Work task 1:
In the forum thread about children sneaking food, what foods does one parent keep on a fridge shelf that the child can eat at any time without asking?
Work task 2:
Write out everything in the forum thread about children sneaking food from "Are you that" down to "they are rebelling.".
Work task 3:
Translate this sentence from the forum thread about children sneaking food into Spanish: "Of course food can belong to someone else in the family."

Document section:
----------

Yes, taking food is impulsive- my DS has ADHD and has often "snuck" food-- he will still do this, but it's more normalized in teens. (i.e. a teen boy grabbing an entire bag of chips from the pantry is fairly typical).
Anonymous
don't stock foods that are "stealable" or more attractive to them than regular meals. No crackers. No processed foods. No sweets. Put out a bowl of fruit for them to "steal".
Anonymous
OP-- I totally understand where you're coming from as my 0-year-old does the same thing. Eats snacks and hides the wrappers or eats all the crackers in a box. I actually posted here and was told by a nutritionist that it was perfectly normal for this age.

We set up a shelf in the fridge with food she can eat at any time, doesn't have to ask: applesauce, fruit, cheese sticks, jello, hummus. We've also been having her help make more of the meals in the house so she gets to eat more of what she wants. It's helped a bit (not 100 percent but a decent amount).

Good luck!
Anonymous
Anonymous wrote:A waitress in FL just rescued a child from his stepfather and bio mother who were abusing him. One of the main changes is denying his food.
Are you that mother, op? Are you in jail right now?



That’s so nasty. she’s here trying to help her child.
Anonymous
Anonymous wrote:
Anonymous wrote:How can food belong to someone else within a family? Other than teaching them that it's not polite to have the last piece of dad's favorite cake, I think your rules are very rigid and they are rebelling.



Of course food can belong to someone else in the family. If I order takeout and don't finish it, I put it in the fridge and my husband respects that it is my food.

When I was a child, my mother and I would bake chocolate chip cookies. My father would eat not only his share of the cookies, but also help himself to mine after he'd finished his. He said he "couldn't help it". I, a child, could control my intake, and certainly never took any of his cookies, so I was not impressed with his behavior.

From OP's description, it sounds like the father has to lock up his ice cream in order to have any ice cream to eat, not that he lords it over the kids with his rocky road while they sit, bereft and ice cream-less, watching him savor it, a limp rutabaga on their plate.


This is a different story altogether. When I buy food it is for everyone. Unless we are talking about a baby who can't eat honey or food than no food should be off limits.
Anonymous
Anonymous wrote:
Anonymous wrote:A waitress in FL just rescued a child from his stepfather and bio mother who were abusing him. One of the main changes is denying his food.

----------

Data extract:
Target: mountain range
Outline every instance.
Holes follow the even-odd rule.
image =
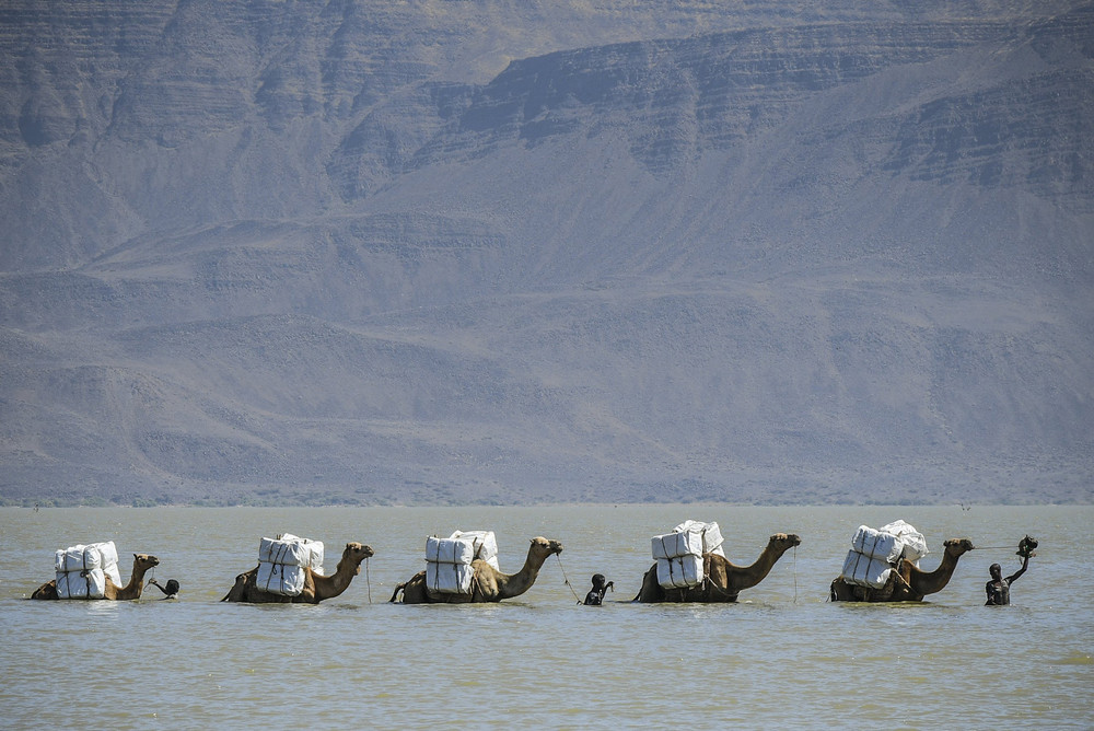
[[[1092,120],[1092,2],[5,2],[0,503],[1087,503]]]

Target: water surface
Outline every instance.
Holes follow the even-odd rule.
[[[738,604],[630,604],[650,536],[688,518],[718,521],[738,564],[775,532],[802,545]],[[947,537],[984,547],[922,604],[828,603],[854,529],[897,518],[927,536],[924,568]],[[1092,523],[1091,507],[0,509],[0,726],[1092,728]],[[535,535],[566,550],[517,600],[387,604],[426,536],[455,529],[493,530],[505,571]],[[323,541],[327,571],[348,541],[376,556],[317,606],[219,603],[282,532]],[[1013,605],[982,606],[1025,533],[1041,547]],[[159,556],[179,599],[24,601],[55,549],[108,539]],[[616,592],[578,606],[594,572]]]

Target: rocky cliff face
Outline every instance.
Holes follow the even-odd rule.
[[[8,3],[0,500],[1089,501],[1091,38]]]

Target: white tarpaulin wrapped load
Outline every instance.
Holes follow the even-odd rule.
[[[904,544],[903,556],[909,561],[916,562],[929,553],[927,550],[927,538],[923,537],[923,534],[903,520],[893,521],[888,525],[882,525],[877,530],[882,533],[891,533],[900,538],[900,543]]]
[[[323,570],[323,542],[309,541],[291,533],[258,543],[256,585],[282,596],[299,596],[304,591],[307,569]]]
[[[839,576],[848,583],[881,589],[901,558],[915,562],[927,553],[923,534],[903,520],[876,531],[860,525],[851,537],[851,550]]]
[[[426,588],[441,594],[472,593],[475,569],[472,538],[426,538]]]
[[[657,559],[657,583],[665,589],[684,589],[702,583],[702,556],[688,554]]]
[[[651,539],[653,558],[657,561],[657,583],[665,589],[683,589],[702,582],[702,555],[722,553],[722,533],[718,523],[687,520],[672,533]]]
[[[840,576],[843,577],[843,581],[849,583],[881,589],[888,581],[891,573],[893,573],[893,567],[889,566],[888,561],[871,558],[852,549],[847,552],[847,559],[843,560],[843,570]]]
[[[475,559],[501,570],[493,531],[453,531],[447,538],[426,538],[426,587],[441,594],[472,593]]]
[[[882,533],[866,525],[860,525],[851,538],[851,548],[869,558],[895,564],[904,553],[904,543],[892,533]]]
[[[453,531],[450,538],[470,538],[475,544],[475,558],[481,558],[493,568],[501,570],[498,565],[498,538],[493,531]]]
[[[702,553],[725,557],[722,552],[722,531],[713,521],[703,523],[697,520],[686,520],[674,527],[673,533],[699,533],[702,535]]]
[[[121,587],[118,549],[113,541],[77,544],[54,555],[57,596],[60,599],[104,599],[106,577]]]

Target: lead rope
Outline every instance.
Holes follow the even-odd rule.
[[[573,587],[570,584],[570,579],[566,576],[566,569],[562,568],[562,559],[558,557],[558,554],[555,554],[555,560],[558,561],[558,568],[562,571],[562,582],[570,588],[570,593],[573,594],[573,599],[578,602],[578,604],[581,604],[581,597],[578,596],[578,592],[573,591]]]

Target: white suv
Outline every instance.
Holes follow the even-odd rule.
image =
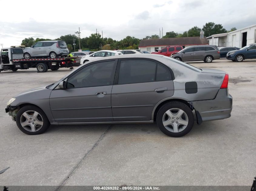
[[[23,56],[30,58],[51,58],[65,56],[69,51],[65,41],[49,40],[38,42],[31,47],[24,49]]]

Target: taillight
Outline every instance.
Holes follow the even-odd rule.
[[[56,45],[56,47],[57,48],[60,48],[61,47],[60,47],[60,46],[59,46],[59,42],[57,42],[57,44]]]
[[[220,89],[224,88],[228,88],[228,74],[226,73],[224,77],[224,79],[223,80]]]

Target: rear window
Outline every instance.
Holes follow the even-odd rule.
[[[170,47],[170,48],[169,48],[168,50],[169,52],[172,52],[173,51],[174,51],[174,47]]]
[[[12,49],[13,54],[23,54],[22,49]]]
[[[59,43],[59,46],[66,46],[67,45],[66,44],[66,43],[65,41],[59,41],[58,42]]]
[[[205,51],[209,50],[216,50],[213,48],[213,47],[211,46],[206,46],[205,47]]]
[[[181,50],[182,49],[181,47],[180,46],[178,46],[176,47],[176,50]]]

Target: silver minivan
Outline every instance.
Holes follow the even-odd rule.
[[[215,45],[198,45],[187,47],[170,57],[176,60],[187,61],[203,61],[210,63],[220,58],[220,51]]]
[[[51,58],[68,55],[69,51],[65,41],[49,40],[40,41],[31,47],[24,49],[23,56],[26,59],[30,58]]]

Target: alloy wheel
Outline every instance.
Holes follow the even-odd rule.
[[[25,129],[30,132],[35,132],[43,126],[44,121],[42,116],[35,111],[25,111],[20,118],[20,123]]]
[[[167,111],[163,116],[163,124],[167,130],[174,133],[181,132],[188,124],[188,117],[182,110],[173,108]]]

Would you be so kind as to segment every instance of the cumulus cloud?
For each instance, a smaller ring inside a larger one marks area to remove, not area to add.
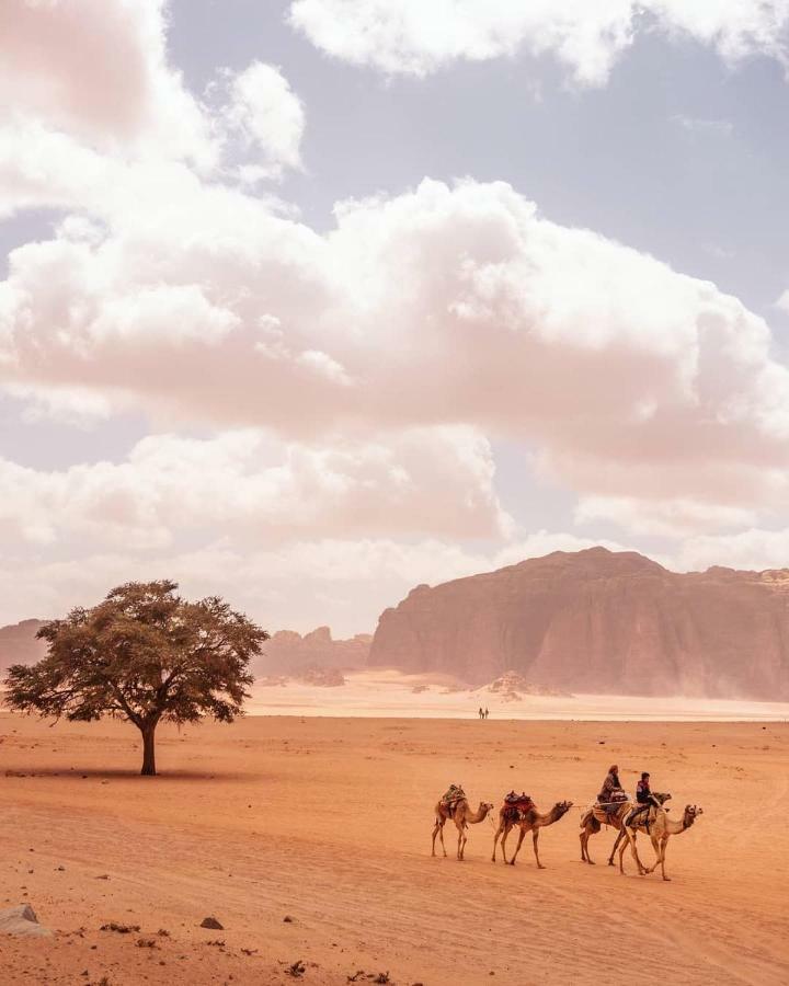
[[[765,322],[504,183],[346,202],[325,236],[196,181],[157,202],[111,196],[104,237],[67,221],[12,253],[7,383],[310,442],[471,425],[533,443],[580,517],[638,529],[642,503],[652,532],[786,494],[789,374]]]
[[[151,435],[122,463],[42,472],[0,460],[0,529],[28,541],[147,551],[221,530],[247,547],[295,537],[499,538],[512,529],[487,440],[470,428],[283,445],[261,432]]]
[[[279,177],[301,167],[305,108],[282,71],[253,61],[242,72],[225,76],[227,102],[219,111],[222,129],[256,152],[242,168],[247,182]]]
[[[639,31],[690,37],[729,61],[786,64],[787,0],[294,0],[290,23],[318,48],[388,73],[425,76],[521,49],[603,84]]]
[[[164,0],[4,0],[0,122],[104,151],[210,163],[206,122],[167,64]]]

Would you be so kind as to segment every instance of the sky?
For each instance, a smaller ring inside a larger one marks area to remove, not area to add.
[[[789,564],[789,0],[3,0],[0,621]]]

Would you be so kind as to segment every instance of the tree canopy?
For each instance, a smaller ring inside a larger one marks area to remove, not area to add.
[[[9,668],[5,703],[72,722],[110,715],[142,733],[142,773],[156,773],[162,720],[231,722],[243,714],[250,660],[268,633],[218,596],[188,603],[170,581],[129,582],[90,609],[52,620],[37,664]]]

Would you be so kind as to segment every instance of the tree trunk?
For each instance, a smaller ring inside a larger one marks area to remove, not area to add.
[[[142,733],[142,777],[156,777],[156,753],[153,746],[153,737],[156,735],[156,725],[145,725],[141,727]]]

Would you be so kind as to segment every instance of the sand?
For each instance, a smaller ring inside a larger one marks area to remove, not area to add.
[[[788,722],[788,702],[616,695],[521,695],[516,700],[470,689],[447,675],[404,675],[388,668],[347,672],[342,687],[297,680],[253,689],[249,711],[259,715],[365,715],[468,719],[480,706],[494,719],[639,722]],[[419,691],[414,691],[419,689]]]
[[[162,775],[140,778],[128,725],[0,715],[0,908],[30,902],[56,931],[0,938],[3,986],[293,983],[297,960],[307,984],[358,970],[399,986],[599,984],[647,967],[789,982],[784,723],[250,716],[160,732]],[[605,865],[607,832],[598,864],[579,861],[580,809],[613,760],[629,787],[651,769],[675,812],[704,806],[670,842],[671,883]],[[450,781],[476,800],[573,800],[542,832],[547,869],[528,841],[515,868],[493,864],[487,821],[465,862],[431,859]],[[225,930],[201,929],[208,915]]]

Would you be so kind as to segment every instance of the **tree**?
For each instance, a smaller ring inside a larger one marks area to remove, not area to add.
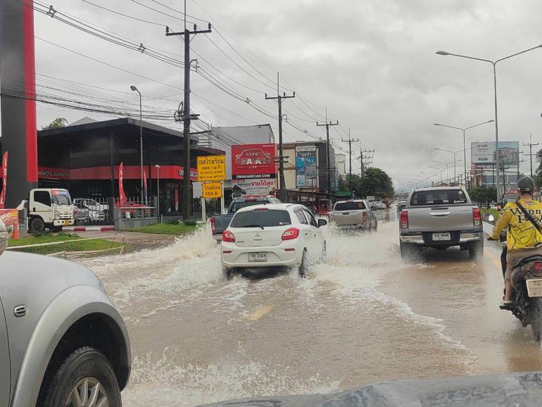
[[[48,125],[42,127],[42,130],[46,130],[48,129],[59,129],[61,127],[65,127],[68,125],[68,120],[64,118],[56,118]]]

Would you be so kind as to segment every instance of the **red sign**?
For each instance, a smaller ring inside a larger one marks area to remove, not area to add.
[[[118,167],[118,200],[120,205],[125,205],[126,204],[126,195],[124,193],[124,188],[122,187],[122,163],[120,163],[120,165]]]
[[[0,209],[6,205],[6,187],[8,184],[8,151],[2,157],[2,192],[0,192]]]
[[[275,178],[277,144],[243,144],[232,146],[232,177]]]

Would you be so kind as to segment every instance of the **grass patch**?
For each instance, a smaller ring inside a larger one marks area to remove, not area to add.
[[[59,251],[87,251],[92,250],[105,250],[122,246],[122,242],[111,242],[105,239],[94,239],[92,240],[80,240],[82,239],[77,234],[58,233],[43,233],[37,236],[27,236],[18,240],[9,240],[8,246],[30,246],[41,243],[56,243],[58,244],[50,244],[48,246],[38,246],[34,247],[21,247],[15,249],[17,251],[25,253],[34,253],[36,254],[51,254]],[[79,240],[79,241],[78,241]],[[78,242],[77,242],[78,241]],[[61,243],[65,242],[65,243]]]
[[[157,223],[156,225],[148,225],[132,229],[134,232],[142,232],[143,233],[158,233],[160,234],[185,234],[191,233],[198,229],[198,225],[187,225],[182,222],[177,223]]]

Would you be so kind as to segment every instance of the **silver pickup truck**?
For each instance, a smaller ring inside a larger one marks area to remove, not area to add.
[[[480,210],[460,187],[415,189],[399,215],[401,257],[424,246],[443,250],[459,246],[471,258],[484,254]]]

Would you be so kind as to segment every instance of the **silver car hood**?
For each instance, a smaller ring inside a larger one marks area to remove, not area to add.
[[[382,382],[328,395],[253,397],[222,401],[227,407],[538,407],[542,372]]]

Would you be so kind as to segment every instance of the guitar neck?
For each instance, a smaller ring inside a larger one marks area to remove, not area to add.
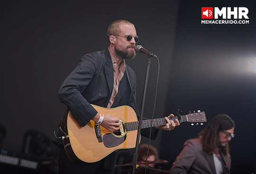
[[[180,118],[180,119],[178,118]],[[168,118],[169,120],[173,120],[174,121],[175,119],[177,119],[180,122],[180,123],[183,122],[188,122],[187,117],[186,115],[183,115],[179,117],[174,117],[172,118]],[[165,118],[157,118],[153,119],[152,120],[152,127],[155,127],[158,126],[163,126],[165,125],[167,123],[166,121]],[[133,130],[138,129],[139,122],[128,122],[125,123],[125,126],[126,127],[126,130],[127,131]],[[151,126],[151,120],[143,120],[141,123],[141,129],[148,128]]]

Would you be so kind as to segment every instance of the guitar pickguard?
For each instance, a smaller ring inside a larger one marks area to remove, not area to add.
[[[126,134],[121,137],[117,137],[111,133],[107,133],[103,137],[104,145],[108,148],[113,148],[120,145],[125,141]]]

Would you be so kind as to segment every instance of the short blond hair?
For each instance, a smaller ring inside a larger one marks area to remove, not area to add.
[[[118,35],[120,33],[120,26],[123,24],[132,25],[133,23],[126,20],[119,19],[111,23],[109,26],[108,31],[107,32],[107,37],[108,37],[108,46],[110,45],[110,35]]]

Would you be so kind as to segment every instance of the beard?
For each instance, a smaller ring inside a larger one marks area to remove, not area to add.
[[[128,50],[128,49],[129,48],[134,47],[134,45],[128,45],[125,50],[125,49],[118,50],[116,48],[115,48],[115,51],[117,55],[121,57],[122,59],[132,60],[135,57],[136,52],[135,52],[135,50]],[[125,50],[124,51],[123,50]]]

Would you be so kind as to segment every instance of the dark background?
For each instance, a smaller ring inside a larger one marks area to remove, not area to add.
[[[184,114],[205,111],[208,122],[217,114],[229,114],[236,123],[230,143],[231,173],[255,172],[256,5],[254,0],[1,1],[0,124],[7,132],[1,153],[24,155],[29,130],[44,135],[37,137],[41,141],[53,137],[66,110],[58,98],[63,81],[84,54],[106,47],[109,25],[124,19],[134,24],[137,44],[160,60],[154,117],[176,114],[179,106]],[[204,7],[246,7],[249,24],[201,24]],[[139,108],[146,58],[138,54],[127,61],[137,73]],[[148,118],[155,94],[155,60],[150,71],[144,113]],[[204,126],[183,123],[174,130],[161,131],[151,144],[161,159],[172,163],[184,141]],[[142,143],[147,142],[142,138]],[[38,157],[46,157],[44,153]]]

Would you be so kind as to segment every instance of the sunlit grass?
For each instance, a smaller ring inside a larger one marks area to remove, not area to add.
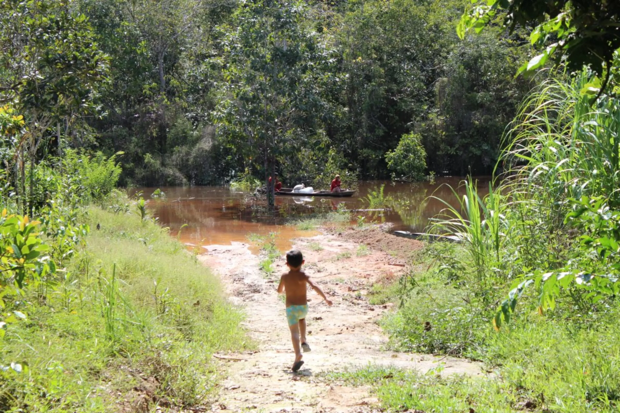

----------

Final answer 1:
Applesauce, fruit, cheese sticks, jello, and hummus.

Final answer 2:
Are you that mother, op? Are you in jail right now?



That’s so nasty. she’s here trying to help her child.
Anonymous
Anonymous wrote:
Anonymous wrote:How can food belong to someone else within a family? Other than teaching them that it's not polite to have the last piece of dad's favorite cake, I think your rules are very rigid and they are rebelling.

Final answer 3:
Por supuesto que la comida puede pertenecerle a otra persona de la familia.